Dataset entries
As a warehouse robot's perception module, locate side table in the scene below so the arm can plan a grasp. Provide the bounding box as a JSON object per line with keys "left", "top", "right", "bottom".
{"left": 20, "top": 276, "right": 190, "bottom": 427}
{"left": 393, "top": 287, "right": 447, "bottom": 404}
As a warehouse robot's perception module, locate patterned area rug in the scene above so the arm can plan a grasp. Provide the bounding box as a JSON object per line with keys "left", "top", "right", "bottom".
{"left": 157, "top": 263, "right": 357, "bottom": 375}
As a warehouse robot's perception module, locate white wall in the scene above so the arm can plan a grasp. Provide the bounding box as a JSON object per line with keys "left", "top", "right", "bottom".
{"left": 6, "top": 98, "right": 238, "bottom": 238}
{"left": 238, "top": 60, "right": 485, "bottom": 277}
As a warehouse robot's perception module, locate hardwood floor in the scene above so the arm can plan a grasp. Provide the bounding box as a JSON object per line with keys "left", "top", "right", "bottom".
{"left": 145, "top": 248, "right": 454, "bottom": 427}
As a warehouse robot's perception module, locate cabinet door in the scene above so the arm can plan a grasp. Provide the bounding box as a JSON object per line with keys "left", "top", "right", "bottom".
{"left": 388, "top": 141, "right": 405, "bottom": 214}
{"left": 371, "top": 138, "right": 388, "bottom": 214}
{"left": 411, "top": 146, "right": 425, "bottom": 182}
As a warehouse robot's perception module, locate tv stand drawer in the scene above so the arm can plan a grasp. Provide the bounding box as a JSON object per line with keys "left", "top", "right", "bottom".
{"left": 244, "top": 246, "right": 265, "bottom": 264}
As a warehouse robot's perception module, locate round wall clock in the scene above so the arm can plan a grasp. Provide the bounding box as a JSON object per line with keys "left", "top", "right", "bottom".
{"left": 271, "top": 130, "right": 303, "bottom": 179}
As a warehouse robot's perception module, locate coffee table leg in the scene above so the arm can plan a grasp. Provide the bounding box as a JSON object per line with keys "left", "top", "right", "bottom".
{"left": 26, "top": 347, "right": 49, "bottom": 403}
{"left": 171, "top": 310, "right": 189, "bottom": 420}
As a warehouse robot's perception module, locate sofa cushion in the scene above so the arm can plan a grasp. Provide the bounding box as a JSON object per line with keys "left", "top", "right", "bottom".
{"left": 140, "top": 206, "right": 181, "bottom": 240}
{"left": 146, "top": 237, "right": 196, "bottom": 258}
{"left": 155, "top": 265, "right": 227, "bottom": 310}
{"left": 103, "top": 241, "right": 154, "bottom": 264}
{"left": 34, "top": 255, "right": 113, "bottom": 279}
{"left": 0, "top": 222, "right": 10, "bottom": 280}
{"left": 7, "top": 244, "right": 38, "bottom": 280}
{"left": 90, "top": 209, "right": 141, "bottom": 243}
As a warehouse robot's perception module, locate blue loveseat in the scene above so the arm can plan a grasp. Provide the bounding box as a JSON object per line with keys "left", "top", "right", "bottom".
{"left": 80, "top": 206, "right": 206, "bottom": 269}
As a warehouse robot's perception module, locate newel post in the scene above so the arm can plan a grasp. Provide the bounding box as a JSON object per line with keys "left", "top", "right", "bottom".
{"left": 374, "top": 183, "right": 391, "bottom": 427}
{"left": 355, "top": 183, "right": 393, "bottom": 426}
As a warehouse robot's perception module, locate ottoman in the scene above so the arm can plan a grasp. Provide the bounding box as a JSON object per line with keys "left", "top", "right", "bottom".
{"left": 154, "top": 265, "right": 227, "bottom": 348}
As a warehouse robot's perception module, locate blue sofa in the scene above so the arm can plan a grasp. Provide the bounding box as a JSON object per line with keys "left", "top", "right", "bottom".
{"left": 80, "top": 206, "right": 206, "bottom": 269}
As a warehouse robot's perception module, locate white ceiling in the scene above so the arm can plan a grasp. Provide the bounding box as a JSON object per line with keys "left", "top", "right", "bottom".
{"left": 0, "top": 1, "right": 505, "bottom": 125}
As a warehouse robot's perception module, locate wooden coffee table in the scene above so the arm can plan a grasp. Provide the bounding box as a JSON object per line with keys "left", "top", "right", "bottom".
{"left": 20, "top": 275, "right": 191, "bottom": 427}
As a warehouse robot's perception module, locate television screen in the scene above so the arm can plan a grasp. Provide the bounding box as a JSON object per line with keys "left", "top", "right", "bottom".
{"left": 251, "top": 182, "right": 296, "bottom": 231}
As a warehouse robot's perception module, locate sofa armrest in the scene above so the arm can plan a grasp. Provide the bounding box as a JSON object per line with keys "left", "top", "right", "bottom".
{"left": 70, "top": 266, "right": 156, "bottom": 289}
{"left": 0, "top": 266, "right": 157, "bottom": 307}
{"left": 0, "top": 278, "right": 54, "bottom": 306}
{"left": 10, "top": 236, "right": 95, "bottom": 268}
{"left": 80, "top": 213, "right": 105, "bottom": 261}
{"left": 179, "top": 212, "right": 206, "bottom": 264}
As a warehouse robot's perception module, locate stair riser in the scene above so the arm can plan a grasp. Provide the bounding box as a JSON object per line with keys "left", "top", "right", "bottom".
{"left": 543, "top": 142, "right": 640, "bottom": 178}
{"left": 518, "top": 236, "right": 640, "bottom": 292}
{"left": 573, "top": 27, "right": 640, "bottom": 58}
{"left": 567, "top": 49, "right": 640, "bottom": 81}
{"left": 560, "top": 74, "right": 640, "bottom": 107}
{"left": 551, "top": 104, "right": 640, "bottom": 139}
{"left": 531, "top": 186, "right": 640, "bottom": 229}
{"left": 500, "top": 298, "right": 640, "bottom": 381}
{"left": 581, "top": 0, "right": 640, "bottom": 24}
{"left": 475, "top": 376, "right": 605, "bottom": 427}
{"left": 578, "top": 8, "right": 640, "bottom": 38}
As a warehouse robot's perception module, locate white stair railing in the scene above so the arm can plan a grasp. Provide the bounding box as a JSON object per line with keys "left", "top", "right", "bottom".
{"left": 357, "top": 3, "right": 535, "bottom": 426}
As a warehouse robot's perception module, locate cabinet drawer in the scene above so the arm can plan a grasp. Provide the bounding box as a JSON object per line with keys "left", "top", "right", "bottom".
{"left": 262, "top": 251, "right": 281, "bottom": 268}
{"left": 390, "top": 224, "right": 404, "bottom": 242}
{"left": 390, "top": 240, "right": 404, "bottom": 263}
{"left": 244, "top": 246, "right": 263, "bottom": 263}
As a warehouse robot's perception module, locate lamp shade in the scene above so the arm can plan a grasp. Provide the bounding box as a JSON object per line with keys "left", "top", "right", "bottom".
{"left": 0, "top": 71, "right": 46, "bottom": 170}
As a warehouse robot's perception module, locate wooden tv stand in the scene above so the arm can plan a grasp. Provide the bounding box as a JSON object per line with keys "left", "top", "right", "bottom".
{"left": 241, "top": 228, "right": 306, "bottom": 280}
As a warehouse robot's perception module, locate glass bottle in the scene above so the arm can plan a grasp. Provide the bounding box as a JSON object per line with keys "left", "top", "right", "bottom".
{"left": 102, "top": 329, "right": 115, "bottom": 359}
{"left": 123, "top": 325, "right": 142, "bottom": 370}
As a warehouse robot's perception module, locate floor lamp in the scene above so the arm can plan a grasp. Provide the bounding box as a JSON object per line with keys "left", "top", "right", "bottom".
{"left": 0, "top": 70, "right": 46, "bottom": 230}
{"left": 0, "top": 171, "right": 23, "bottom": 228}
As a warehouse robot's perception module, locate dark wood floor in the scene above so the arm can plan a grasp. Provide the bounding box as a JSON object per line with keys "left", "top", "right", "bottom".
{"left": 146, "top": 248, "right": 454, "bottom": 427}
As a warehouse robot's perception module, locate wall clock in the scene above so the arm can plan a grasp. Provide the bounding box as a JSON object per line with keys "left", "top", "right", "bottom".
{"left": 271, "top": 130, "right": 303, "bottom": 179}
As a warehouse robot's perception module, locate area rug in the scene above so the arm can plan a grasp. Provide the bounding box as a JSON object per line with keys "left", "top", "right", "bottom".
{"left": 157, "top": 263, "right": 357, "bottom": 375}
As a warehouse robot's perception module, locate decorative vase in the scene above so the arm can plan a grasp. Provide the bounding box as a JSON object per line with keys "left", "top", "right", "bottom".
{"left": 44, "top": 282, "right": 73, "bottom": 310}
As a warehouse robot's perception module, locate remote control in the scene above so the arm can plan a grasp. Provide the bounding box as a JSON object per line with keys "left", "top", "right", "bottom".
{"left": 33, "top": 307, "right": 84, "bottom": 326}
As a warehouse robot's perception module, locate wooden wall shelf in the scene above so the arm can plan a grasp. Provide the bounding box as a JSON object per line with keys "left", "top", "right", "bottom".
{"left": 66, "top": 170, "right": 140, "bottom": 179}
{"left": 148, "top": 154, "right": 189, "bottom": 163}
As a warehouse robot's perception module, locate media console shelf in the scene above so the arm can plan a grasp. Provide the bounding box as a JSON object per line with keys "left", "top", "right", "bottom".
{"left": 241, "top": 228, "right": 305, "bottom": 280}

**Work instructions**: The required output is the line containing "As a warehouse robot's perception module, locate wooden wall" through the last line of the records above, each copied exactly and nothing more.

**Output**:
As a warehouse robot's perception module, locate wooden wall shelf in the scene above so the arm can plan a grasp. Provide the bounding box as a JSON object per line with keys "left", "top", "right", "bottom".
{"left": 66, "top": 170, "right": 140, "bottom": 179}
{"left": 148, "top": 154, "right": 189, "bottom": 163}
As a warehouse robot's perception module, locate media console shelf in the scene above so the arm can plan a grasp. Provide the bounding box as a JSON object per line with keys "left", "top", "right", "bottom".
{"left": 241, "top": 228, "right": 305, "bottom": 280}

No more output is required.